(ACTION ITEM) Determine how many lines in the entries below contain "exact", and output only that number.

(RECORDS SHOWN)
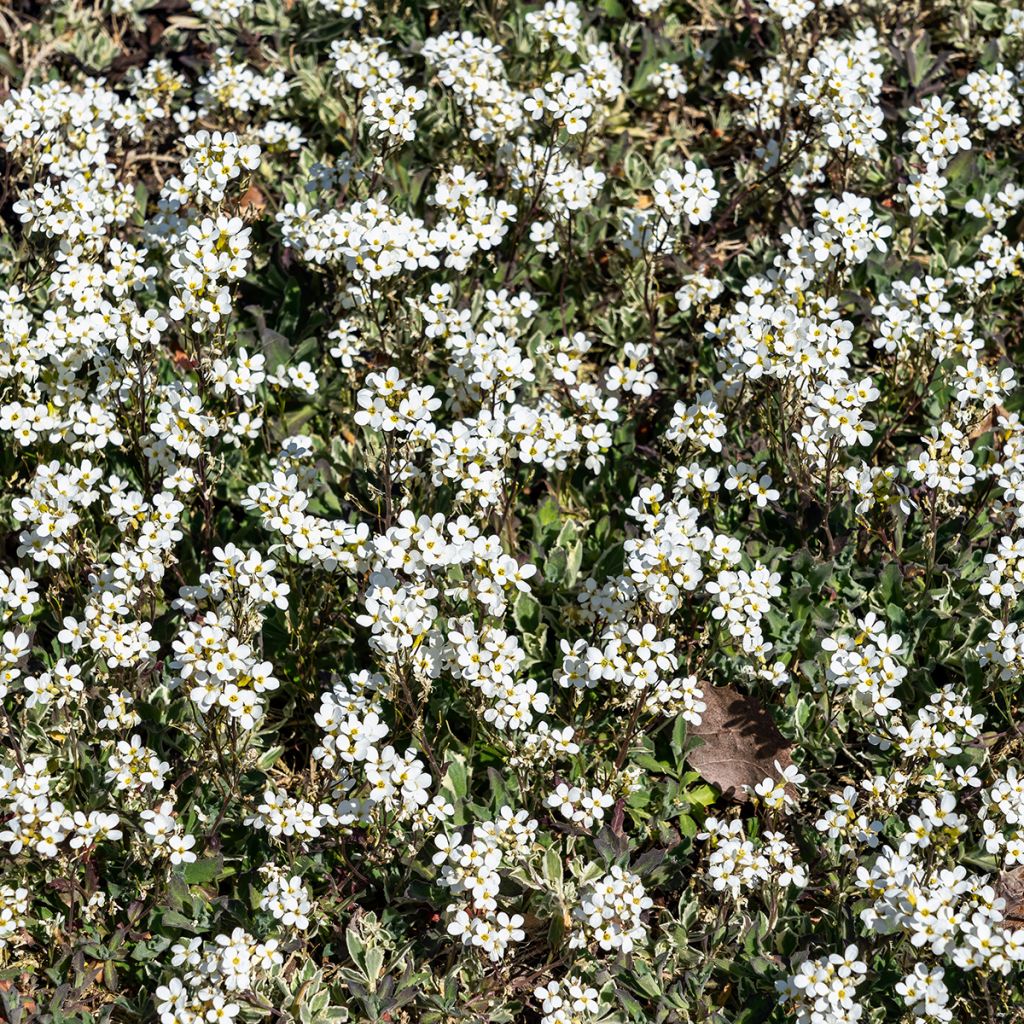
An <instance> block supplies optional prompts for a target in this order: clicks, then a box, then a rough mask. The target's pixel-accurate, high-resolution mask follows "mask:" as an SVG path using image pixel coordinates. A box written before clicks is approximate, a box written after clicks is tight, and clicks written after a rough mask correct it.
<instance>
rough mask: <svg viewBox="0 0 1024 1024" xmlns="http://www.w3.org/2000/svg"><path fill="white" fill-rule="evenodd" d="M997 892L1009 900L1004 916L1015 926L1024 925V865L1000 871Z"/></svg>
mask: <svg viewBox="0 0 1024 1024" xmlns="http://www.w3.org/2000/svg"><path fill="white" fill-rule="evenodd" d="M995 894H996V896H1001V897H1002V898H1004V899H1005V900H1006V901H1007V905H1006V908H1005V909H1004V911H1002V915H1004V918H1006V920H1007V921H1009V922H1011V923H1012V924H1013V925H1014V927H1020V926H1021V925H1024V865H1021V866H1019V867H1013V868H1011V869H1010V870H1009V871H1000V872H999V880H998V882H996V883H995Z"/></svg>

* * *

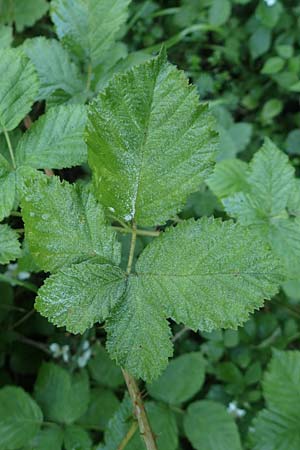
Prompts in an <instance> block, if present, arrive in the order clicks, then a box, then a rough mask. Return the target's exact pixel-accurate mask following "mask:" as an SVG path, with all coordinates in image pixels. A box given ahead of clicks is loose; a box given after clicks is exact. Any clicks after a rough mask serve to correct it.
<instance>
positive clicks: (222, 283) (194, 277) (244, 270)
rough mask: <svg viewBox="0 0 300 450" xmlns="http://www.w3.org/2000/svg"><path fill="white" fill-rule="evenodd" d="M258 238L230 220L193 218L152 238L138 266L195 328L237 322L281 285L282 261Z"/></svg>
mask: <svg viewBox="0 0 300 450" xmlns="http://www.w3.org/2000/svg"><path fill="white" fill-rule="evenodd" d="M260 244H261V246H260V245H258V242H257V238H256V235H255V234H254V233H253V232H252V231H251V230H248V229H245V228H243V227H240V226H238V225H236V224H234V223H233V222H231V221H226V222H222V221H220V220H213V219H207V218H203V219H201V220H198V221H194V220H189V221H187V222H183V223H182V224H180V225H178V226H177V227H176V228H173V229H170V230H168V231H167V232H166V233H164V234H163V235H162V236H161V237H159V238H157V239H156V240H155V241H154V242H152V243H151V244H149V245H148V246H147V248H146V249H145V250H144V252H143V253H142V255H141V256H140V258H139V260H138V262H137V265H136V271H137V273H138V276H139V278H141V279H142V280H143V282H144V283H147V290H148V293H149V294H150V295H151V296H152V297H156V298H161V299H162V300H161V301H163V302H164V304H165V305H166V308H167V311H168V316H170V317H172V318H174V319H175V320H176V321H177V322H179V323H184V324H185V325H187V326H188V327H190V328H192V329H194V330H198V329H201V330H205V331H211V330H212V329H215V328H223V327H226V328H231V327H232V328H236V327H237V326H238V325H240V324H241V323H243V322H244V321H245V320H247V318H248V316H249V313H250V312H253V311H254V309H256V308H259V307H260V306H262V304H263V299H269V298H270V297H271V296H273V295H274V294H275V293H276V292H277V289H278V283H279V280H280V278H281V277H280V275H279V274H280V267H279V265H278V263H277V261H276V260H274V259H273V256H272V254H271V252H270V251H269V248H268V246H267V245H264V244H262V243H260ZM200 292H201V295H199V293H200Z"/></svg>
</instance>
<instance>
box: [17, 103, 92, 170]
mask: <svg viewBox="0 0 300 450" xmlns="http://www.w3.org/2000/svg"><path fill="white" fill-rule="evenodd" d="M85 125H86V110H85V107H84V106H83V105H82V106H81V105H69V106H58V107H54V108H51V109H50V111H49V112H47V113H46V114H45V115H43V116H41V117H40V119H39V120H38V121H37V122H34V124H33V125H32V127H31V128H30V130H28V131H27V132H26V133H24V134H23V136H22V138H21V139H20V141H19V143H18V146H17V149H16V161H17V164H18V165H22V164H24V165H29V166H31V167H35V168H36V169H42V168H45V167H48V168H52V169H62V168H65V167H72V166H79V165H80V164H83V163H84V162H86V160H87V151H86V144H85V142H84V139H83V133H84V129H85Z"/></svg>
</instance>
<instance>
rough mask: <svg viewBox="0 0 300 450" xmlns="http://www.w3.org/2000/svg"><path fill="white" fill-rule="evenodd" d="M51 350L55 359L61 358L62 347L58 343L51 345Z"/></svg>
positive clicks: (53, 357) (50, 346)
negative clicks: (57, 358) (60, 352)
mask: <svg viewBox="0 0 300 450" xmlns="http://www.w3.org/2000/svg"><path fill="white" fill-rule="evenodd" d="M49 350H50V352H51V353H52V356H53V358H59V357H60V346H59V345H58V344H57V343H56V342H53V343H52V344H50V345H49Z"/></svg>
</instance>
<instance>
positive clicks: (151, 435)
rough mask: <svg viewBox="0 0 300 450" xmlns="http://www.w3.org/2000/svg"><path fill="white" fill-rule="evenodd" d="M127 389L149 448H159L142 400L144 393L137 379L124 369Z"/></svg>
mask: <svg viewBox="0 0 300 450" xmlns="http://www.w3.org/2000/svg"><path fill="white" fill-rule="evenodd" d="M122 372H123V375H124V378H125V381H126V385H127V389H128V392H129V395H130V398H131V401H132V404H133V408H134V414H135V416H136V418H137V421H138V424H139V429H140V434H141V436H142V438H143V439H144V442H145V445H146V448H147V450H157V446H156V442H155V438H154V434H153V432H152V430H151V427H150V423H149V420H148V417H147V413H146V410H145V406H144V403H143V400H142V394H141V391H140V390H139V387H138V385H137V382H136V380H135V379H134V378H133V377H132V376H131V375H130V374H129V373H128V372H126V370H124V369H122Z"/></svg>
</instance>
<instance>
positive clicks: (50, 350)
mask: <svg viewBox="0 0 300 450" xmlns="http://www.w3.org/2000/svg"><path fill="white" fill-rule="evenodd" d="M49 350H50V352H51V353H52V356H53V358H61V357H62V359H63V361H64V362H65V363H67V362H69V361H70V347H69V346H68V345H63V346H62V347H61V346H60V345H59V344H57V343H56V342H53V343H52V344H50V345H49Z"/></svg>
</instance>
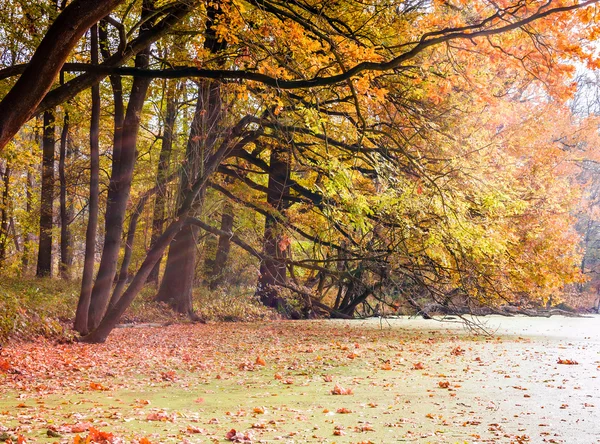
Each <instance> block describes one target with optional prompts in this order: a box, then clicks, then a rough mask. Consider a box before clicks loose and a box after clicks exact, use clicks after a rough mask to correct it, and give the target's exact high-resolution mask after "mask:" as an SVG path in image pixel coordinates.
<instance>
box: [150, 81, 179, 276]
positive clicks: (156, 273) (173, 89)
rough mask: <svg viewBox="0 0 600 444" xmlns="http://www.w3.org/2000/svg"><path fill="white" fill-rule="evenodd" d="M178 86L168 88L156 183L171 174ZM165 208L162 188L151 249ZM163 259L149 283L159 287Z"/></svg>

(SOLUTION FOR THIS TASK) 2